■ Required work:
Rescale everything from the line containing "of the overhead" down to the end of the data listing, both ends included. Rewrite every line in that range, multiplying each x and y coordinate in the answers by 0.75 and rounding to whole numbers, with halves rounded up.

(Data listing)
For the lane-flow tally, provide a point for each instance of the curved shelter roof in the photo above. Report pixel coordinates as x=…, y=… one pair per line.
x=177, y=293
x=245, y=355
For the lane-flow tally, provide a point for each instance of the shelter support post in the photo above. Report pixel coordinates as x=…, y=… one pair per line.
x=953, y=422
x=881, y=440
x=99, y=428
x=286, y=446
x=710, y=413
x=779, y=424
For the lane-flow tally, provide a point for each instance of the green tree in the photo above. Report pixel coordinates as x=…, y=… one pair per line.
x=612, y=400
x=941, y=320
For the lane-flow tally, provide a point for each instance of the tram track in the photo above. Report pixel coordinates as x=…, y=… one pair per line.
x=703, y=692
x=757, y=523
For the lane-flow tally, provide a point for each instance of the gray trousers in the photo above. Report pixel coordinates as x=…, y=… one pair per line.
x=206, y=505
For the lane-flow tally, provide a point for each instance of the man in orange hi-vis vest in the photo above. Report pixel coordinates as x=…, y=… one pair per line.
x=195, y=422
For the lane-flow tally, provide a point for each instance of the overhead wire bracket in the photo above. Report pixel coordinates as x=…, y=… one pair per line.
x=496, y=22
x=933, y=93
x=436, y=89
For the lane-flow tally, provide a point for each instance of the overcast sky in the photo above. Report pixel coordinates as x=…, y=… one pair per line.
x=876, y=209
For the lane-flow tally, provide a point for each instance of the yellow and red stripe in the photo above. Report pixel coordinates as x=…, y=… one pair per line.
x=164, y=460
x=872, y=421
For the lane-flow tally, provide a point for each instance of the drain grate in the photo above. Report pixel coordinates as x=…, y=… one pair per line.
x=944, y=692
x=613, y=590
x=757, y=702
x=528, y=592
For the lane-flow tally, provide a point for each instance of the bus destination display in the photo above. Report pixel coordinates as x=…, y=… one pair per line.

■ Answer to the task:
For the lane-flow tally, provide a point for each instance of the overhead wire bracket in the photo above. Report pixel coordinates as x=…, y=… one pair per line.
x=372, y=17
x=700, y=70
x=327, y=67
For the lane-flow tally, provide a point for each instance of the overcast sky in the photo above. Report pixel coordinates as x=…, y=… one pair per line.
x=657, y=157
For the lane-flow tally, provide a point for each instance of the yellow and red stripe in the photo above. Report pixel coordinates as x=…, y=… one pair per line.
x=123, y=345
x=654, y=316
For the lane-flow tally, provide a point for each instance of the drain grate in the photo above. Report pixel coordinates as x=…, y=… one pair per line.
x=708, y=519
x=460, y=443
x=568, y=527
x=396, y=444
For the lane-flow tally, provide a point for each instance of the bus destination display in the photo above. Report pixel coordinates as x=…, y=… one pair per line.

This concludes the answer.